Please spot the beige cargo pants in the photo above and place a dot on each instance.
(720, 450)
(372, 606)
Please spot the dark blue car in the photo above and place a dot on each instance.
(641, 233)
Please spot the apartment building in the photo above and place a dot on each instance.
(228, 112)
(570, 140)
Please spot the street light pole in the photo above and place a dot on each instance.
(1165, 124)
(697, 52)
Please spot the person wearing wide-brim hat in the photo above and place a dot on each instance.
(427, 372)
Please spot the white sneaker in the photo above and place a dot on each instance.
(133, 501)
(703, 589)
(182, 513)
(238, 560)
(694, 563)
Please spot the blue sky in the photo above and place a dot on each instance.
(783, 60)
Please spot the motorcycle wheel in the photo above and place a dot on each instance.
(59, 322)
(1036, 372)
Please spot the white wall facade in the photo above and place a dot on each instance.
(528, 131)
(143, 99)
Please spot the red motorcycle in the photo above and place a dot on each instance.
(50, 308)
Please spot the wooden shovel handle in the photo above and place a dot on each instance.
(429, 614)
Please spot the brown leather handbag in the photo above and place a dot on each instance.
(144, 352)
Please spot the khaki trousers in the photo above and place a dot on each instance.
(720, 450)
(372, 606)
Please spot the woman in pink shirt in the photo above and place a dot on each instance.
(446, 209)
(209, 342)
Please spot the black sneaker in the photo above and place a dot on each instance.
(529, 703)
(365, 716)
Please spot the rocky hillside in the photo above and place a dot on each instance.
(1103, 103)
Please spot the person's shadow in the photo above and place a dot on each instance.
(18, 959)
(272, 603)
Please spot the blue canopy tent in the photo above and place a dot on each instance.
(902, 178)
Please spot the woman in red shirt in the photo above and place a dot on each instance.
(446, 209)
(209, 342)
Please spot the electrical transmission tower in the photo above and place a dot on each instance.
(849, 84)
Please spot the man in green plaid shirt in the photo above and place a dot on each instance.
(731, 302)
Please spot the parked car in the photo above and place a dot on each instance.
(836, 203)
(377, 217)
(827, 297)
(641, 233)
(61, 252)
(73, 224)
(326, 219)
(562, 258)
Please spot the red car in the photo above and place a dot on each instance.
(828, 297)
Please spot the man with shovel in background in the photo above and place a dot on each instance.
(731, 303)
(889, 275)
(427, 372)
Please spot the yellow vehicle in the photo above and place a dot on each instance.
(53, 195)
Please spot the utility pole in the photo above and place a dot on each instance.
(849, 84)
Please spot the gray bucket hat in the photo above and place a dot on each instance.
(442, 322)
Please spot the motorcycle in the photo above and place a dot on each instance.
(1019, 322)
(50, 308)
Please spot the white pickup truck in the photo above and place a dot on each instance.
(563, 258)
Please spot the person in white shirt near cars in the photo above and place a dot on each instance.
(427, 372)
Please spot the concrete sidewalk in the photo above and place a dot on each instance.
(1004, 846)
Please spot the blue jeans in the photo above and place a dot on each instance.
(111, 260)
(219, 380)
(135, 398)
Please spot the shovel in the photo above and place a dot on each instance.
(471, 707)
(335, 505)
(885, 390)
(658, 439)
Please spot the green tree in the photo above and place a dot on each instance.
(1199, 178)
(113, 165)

Requirement => Starting at the line with "Please spot the person in", restate every line word for word through the end of the listing above.

Result of this exercise =>
Please spot the person in white shirt near cars in the photo above and place a dot on each instance.
(427, 372)
Please spot the concrete sidewalk in the photo above and place a dot on each instance.
(1004, 846)
Please spot the blue jeans in the photo above and place a dot on each instance.
(111, 260)
(219, 380)
(135, 398)
Please spot the shovel in the photo above and place a dot on each instance.
(471, 707)
(335, 505)
(885, 390)
(658, 439)
Please spot the green tree in the photo above and place a dot on each instance.
(1199, 178)
(113, 165)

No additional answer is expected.